-- Ziel 1 --
Wie lässt sich der Absatz der Filmkritik unten, der mit „Nichts gegen Haustiere“ beginnt, als kurze Stichpunktliste wiedergeben, ohne seine wichtigsten Fakten zu verlieren?

Essen. Auftakt für eine müde „Lisa Frankenstein“, einen bizarren „Good Boy“ – und die Doku „And The King Said, What A Fantastic Machine“.
„Good Boy“
Nichts gegen Haustiere, aber der Mitbewohner, den der junge Millionär Christian auf seinem Landsitz hält, ist dann doch eine Nummer zu bizarr: ein Mann als Hund verkleidet, er bellt, schlabbert und hechelt, läuft auf allen vieren, frisst aus dem Napf, schläft auf dem Bettvorleger. Der netten Sigrid fallen fast die Augen aus dem Kopf. Es gibt eben Dates, die man so schnell nicht wieder vergisst. Und das gilt auch für den Psychothriller des jungen norwegischen Drehbuchautors und Regisseurs Viljar Bøe, der die brave blonde Studentin für 76 knackige Minuten auf einen ziemlich abgefahrenen Horrortrip schickt.

-- Übungsdaten --

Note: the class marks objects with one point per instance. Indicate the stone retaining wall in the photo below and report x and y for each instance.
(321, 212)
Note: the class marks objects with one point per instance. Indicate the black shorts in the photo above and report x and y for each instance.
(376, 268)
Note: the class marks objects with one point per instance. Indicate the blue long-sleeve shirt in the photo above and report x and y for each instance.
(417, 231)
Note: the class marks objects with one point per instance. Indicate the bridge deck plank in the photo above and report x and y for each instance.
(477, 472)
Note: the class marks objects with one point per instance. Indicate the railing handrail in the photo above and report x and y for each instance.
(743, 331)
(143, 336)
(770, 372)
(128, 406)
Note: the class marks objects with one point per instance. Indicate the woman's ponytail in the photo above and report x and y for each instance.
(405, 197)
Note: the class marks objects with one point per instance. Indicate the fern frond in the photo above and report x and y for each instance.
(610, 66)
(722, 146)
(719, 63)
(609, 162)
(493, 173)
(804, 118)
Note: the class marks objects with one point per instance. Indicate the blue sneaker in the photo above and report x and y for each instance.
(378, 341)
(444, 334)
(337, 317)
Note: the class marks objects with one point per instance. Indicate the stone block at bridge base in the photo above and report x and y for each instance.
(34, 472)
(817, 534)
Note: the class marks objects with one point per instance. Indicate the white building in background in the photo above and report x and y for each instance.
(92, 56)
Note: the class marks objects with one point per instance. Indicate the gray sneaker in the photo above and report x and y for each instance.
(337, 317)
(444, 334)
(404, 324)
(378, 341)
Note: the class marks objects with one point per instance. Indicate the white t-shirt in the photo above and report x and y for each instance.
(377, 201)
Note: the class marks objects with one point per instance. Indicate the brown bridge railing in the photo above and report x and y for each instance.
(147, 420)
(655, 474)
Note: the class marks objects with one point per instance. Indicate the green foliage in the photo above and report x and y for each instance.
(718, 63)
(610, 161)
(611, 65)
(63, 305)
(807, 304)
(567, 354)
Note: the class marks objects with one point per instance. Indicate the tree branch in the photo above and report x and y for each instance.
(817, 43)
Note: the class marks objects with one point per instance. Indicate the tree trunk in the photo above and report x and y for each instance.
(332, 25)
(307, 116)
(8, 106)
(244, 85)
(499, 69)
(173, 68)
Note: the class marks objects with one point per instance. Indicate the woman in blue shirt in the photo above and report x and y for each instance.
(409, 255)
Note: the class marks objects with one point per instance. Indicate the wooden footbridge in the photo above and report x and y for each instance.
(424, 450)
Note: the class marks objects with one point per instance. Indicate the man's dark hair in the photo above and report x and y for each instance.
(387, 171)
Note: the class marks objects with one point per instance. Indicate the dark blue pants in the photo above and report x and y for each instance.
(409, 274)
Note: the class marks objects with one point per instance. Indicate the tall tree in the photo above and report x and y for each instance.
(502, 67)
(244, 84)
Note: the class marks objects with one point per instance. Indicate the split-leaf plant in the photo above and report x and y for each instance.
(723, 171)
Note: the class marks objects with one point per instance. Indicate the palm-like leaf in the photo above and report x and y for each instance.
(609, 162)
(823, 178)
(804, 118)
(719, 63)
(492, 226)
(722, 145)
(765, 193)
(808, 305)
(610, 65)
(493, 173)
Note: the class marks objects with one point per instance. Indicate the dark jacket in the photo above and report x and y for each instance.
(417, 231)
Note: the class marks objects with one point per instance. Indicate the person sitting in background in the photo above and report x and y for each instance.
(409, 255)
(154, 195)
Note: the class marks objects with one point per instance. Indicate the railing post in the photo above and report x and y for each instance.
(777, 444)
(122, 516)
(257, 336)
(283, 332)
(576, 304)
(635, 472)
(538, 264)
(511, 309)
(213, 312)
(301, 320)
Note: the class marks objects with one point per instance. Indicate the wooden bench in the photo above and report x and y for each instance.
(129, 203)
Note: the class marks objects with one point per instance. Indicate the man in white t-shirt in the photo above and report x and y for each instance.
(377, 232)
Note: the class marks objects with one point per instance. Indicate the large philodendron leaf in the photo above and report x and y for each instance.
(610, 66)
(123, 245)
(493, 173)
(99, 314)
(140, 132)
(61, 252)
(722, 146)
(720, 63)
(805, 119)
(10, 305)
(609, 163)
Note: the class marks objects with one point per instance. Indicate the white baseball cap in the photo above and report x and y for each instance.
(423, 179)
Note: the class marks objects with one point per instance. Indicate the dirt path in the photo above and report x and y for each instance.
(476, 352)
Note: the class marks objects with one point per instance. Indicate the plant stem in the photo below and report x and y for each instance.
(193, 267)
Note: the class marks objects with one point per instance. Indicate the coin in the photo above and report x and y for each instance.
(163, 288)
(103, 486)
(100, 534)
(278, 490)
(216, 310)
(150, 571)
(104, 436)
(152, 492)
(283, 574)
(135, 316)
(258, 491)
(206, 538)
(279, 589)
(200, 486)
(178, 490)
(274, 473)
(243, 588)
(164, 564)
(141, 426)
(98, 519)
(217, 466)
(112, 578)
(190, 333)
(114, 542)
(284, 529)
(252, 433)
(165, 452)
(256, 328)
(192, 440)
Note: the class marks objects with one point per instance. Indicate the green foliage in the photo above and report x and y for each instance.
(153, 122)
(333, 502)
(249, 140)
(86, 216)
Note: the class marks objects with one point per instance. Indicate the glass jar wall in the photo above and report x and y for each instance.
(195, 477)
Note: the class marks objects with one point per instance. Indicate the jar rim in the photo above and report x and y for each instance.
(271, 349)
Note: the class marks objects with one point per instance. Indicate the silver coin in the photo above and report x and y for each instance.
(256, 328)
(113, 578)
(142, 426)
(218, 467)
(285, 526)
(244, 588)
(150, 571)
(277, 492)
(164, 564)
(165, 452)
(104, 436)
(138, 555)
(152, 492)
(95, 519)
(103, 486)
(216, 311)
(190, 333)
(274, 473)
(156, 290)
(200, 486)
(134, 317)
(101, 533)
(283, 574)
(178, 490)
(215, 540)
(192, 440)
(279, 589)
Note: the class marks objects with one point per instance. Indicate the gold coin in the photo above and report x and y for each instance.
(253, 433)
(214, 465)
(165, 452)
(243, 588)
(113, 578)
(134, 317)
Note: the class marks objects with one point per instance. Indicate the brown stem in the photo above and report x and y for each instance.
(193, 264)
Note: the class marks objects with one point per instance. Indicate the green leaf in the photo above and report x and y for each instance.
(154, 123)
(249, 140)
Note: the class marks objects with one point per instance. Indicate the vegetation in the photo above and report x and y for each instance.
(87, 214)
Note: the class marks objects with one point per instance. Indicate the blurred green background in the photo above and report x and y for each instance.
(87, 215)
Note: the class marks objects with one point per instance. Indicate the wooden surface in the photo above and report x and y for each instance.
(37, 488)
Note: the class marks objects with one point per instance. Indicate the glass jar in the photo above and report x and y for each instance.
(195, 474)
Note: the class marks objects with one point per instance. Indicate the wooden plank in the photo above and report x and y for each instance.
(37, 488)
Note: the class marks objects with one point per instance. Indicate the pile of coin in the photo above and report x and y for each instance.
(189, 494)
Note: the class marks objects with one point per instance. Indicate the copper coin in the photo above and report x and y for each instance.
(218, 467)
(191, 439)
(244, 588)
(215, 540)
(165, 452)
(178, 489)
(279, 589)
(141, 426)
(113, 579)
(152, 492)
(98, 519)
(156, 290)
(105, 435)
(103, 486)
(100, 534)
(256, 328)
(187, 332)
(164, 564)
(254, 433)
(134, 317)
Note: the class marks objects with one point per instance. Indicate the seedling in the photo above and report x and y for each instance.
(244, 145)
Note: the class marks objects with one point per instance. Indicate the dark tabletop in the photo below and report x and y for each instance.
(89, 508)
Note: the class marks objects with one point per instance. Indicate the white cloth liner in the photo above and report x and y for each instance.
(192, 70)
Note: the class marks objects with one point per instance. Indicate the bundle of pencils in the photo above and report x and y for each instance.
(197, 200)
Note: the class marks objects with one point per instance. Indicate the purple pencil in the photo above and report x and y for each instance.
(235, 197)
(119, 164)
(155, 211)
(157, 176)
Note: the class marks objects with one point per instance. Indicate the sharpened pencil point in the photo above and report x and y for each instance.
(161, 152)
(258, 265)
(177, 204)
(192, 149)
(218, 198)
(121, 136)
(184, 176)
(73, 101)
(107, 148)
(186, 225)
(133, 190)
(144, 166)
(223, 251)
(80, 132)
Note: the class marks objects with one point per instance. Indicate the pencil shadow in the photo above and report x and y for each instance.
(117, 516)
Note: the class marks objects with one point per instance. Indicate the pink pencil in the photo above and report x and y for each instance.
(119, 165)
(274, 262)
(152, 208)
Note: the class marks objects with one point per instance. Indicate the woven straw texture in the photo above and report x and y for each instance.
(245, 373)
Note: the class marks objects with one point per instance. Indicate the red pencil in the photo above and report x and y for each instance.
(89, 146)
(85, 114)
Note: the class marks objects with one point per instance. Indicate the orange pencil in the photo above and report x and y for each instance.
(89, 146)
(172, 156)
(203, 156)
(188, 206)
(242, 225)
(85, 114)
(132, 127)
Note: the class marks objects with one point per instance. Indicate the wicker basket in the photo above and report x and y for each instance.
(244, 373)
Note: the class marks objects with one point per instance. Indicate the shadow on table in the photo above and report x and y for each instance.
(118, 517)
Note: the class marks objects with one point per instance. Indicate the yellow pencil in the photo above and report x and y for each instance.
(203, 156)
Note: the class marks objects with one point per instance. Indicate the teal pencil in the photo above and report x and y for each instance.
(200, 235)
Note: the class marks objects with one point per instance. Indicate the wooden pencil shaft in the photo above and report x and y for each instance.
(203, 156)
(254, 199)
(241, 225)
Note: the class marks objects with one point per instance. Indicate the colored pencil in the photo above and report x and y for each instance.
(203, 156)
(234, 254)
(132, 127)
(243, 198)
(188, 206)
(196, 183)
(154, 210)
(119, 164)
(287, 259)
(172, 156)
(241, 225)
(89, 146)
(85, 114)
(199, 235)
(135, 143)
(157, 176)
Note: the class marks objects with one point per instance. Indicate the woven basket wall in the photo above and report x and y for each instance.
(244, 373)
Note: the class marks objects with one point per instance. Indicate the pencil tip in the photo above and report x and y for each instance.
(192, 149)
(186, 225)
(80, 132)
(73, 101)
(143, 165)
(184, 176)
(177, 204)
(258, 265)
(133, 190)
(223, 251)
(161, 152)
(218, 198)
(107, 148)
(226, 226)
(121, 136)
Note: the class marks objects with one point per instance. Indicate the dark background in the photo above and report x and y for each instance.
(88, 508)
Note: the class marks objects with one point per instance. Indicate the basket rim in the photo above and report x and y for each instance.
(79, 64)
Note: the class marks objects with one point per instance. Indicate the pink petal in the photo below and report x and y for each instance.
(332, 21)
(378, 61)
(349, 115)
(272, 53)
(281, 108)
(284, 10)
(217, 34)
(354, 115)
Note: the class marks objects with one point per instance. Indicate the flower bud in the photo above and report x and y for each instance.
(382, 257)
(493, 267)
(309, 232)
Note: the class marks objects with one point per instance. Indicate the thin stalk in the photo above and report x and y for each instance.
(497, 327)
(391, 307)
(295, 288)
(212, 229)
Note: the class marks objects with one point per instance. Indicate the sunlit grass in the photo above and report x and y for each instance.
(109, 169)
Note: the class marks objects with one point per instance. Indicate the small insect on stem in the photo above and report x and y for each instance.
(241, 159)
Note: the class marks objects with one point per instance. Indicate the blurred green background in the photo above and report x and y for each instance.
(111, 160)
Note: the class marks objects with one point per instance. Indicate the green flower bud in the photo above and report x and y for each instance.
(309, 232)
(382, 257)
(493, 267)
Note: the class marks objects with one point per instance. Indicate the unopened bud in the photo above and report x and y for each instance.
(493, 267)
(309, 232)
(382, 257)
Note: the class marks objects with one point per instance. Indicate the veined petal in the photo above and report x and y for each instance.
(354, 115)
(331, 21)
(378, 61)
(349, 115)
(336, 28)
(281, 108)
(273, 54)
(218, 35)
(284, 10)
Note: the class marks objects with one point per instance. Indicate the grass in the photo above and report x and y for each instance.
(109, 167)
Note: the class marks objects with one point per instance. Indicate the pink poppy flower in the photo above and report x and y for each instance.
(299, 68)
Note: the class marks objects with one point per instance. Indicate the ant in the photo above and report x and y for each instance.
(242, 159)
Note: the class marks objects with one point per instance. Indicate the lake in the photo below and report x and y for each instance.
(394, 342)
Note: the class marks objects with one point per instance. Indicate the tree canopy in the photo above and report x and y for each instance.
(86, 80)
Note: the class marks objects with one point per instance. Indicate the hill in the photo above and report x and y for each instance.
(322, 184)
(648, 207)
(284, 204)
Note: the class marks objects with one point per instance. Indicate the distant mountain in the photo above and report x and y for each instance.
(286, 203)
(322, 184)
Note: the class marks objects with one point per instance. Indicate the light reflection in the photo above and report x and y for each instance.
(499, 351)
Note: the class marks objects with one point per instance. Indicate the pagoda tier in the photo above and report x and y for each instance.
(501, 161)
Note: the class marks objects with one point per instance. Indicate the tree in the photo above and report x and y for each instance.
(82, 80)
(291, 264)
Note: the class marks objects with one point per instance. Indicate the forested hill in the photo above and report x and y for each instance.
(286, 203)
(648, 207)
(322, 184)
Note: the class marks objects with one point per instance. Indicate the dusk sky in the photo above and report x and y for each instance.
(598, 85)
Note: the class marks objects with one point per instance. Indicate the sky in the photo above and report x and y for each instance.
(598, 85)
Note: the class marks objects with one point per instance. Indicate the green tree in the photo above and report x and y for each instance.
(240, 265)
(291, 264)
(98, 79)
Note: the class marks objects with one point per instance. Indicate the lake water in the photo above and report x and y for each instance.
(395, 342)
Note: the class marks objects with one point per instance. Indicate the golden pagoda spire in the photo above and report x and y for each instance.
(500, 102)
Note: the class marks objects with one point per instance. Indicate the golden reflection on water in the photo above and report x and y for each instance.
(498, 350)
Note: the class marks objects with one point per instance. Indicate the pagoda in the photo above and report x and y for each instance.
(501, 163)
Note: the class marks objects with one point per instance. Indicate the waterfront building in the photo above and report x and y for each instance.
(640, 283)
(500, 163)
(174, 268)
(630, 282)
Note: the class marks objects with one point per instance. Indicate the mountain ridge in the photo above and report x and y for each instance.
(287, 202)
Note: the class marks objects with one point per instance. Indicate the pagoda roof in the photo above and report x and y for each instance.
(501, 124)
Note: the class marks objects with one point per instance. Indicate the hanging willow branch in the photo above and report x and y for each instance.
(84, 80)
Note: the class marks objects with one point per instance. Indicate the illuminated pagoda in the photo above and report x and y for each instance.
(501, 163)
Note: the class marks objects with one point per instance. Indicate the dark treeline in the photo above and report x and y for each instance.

-- Ziel 2 --
Welche Zeilen oben enthalten die Zeichenfolge „stem“? Such sie heraus und schreib jede davon vollständig ab.

-- Musterlösung 1 --
- Der junge Millionär Christian hält auf seinem Landsitz einen als Hund verkleideten Mann als Mitbewohner.
- Der Mann bellt, schlabbert, hechelt, läuft auf allen vieren, frisst aus dem Napf und schläft auf dem Bettvorleger.
- Die nette Sigrid ist fassungslos, denn manche Dates vergisst man nicht so schnell.
- Der Psychothriller stammt vom jungen norwegischen Drehbuchautor und Regisseur Viljar Bøe.
- Er schickt die brave blonde Studentin für 76 knackige Minuten auf einen abgefahrenen Horrortrip.

-- Musterlösung 2 --
Note: the class marks objects with one point per instance. Indicate the plant stem in the photo below and report x and y for each instance.
Note: the class marks objects with one point per instance. Indicate the brown stem in the photo above and report x and y for each instance.
Note: the class marks objects with one point per instance. Indicate the small insect on stem in the photo above and report x and y for each instance.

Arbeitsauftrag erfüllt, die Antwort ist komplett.